*本文抜粋*

再逮捕とは?流れや執行猶予との関係を解説
全国20拠点以上!安心の全国対応
初回相談0円
記事目次
再逮捕とは?再逮捕の仕組みを紹介
再逮捕とは、一度逮捕した人を、釈放後や勾留中に再度逮捕することをいいます。
①同じ事件で再度逮捕するケースと②別の事件で再度逮捕するケースがあります。
今回は、再逮捕とは何か、再逮捕の流れや仕組み等について解説します。
同一の被疑事実での再逮捕は禁止されている?
逮捕というのは、ある事件(被疑事実といいます)の犯人であるとの嫌疑が生じた時、逃亡や証拠隠滅を防ぐため、一時的に身柄を強制的に拘束する手続きのことをいいます。
逮捕されると、警察署の留置場に拘束されます。
このように、逮捕は強制的に身柄を拘束し、その人の自由を奪いますので、同じ事件で何回も繰り返し行われることは許されていません。
すなわち「一罪一逮捕一勾留の原則」があり、同一の被疑事実での再逮捕や再勾留は、原則禁止とされています。
再逮捕や別件逮捕は行われる
既に解説した通り、同一の被疑事実での再逮捕や再勾留は原則禁止されていますが、「再逮捕」というニュースを聞いたことがあると思います。
このニュースでよく聞く「再逮捕」というのは、同じ事件ではなく、別の事件での再逮捕を指していることが大半です。先に述べた②のケースです。
なお、刑事訴訟法での再逮捕とは、現行犯逮捕で被疑者の身柄を拘束したものの、逮捕に必要な要件を満たしていなかったため勾留の許可が下りず、改めて緊急逮捕などで逮捕しなおすことを指しますが、ケースは多くありません。
そのため、以下では、一般的にいわれている別の事件での再逮捕について、その流れ等を解説します。
逮捕から再逮捕までの流れ
再逮捕のタイミングは、別事件の発覚のタイミングや捜査状況などによって異なりますが、一般的には、先に逮捕されている事件の勾留期間が満了した日に、別の事件で逮捕するというケースが多いように思います。
先の事件の勾留期間満了までに、検察官は、さおの事件を起訴か不起訴にするか、処分保留で釈放するかを決めます。
仮に処分保留で釈放となっても、別事件で再逮捕される場合は、留置場の出口等で再度逮捕されてしまうので、拘束が続きます。
1つ目の被疑事実で逮捕
逮捕から再逮捕までの流れですが、まず、1つ目の被疑事実で逮捕されると、その被疑事実についての捜査が行われます。
そして警察は、被疑者を逮捕してから48時間以内に、検察庁に事件を送ります。
検察による24時間以内の捜査と最大20日の勾留
警察から検察に送致されると、続いて、検察官による捜査が行われます。

*課題一覧*
A - 再逮捕の解説の「先の事件の勾留期間満了までに」から「警察から検察に送致されると、続いて、検察官による捜査が行われます。」までを、「検察官」を「検事」に入れ替えて書き直してください。
B - 再逮捕の解説に出てくる時間や日数の長さを、すべて挙げてください。
C - 再逮捕の解説の続きを書いてください。

*表示内容*
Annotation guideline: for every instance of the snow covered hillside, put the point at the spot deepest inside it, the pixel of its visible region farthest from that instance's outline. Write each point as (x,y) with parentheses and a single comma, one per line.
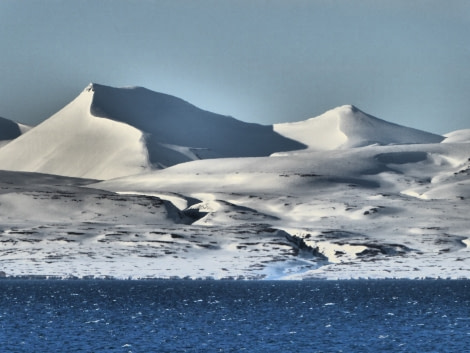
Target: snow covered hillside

*解答*
A -
先の事件の勾留期間満了までに、検事は、さおの事件を起訴か不起訴にするか、処分保留で釈放するかを決めます。
仮に処分保留で釈放となっても、別事件で再逮捕される場合は、留置場の出口等で再度逮捕されてしまうので、拘束が続きます。
1つ目の被疑事実で逮捕
逮捕から再逮捕までの流れですが、まず、1つ目の被疑事実で逮捕されると、その被疑事実についての捜査が行われます。
そして警察は、被疑者を逮捕してから48時間以内に、検察庁に事件を送ります。
検察による24時間以内の捜査と最大20日の勾留
警察から検察に送致されると、続いて、検事による捜査が行われます。

B - 48時間、24時間、20日

C -
しかし、検察官は、24時間以内に、逮捕に引き続いて勾留するかを決めなければなりませんので、捜査といっても、基本的には、警察の捜査内容を確認することや被疑者の取り調べをすることが主なものでしょう。
捜査の結果、勾留が必要であると判断すれば、検察官は裁判所に勾留請求を行い、裁判所が勾留が相当であると認めると、最大20日間、身体拘束が続きます。
2つ目の被疑事実の発見と逮捕状の作成
1つ目の被疑事実の捜査の過程等で2つ目の被疑事実が明らかになった場合、再逮捕の可能性が生じます。
捜査の結果、逮捕が必要であると捜査機関が判断すれば、1つ目の被疑事実の逮捕・勾留と同時進行で、2つ目の被疑事実の逮捕状を用意します。
具体的には、裁判所に2つ目の被疑事実についての逮捕状の発布を申請します。
そして、裁判所が許可し逮捕状を発布すると、2つ目の被疑事実での逮捕が可能となります。
2つ目の被疑事実で再逮捕
裁判所が2つ目の被疑事実についての逮捕状を発布すると、捜査機関は、2つ目の被疑事実で逮捕、すなわち再逮捕します。
再逮捕後の流れ
再逮捕後は、先の逮捕手続きと同じ流れが繰り返されることとなります。
再勾留までされると、再逮捕に続き最大20日間の拘束が続きます。
そして、1つ目の逮捕・勾留から数えると、最大合計46日間もの長期間にわたって身体拘束が続いてしまうのです。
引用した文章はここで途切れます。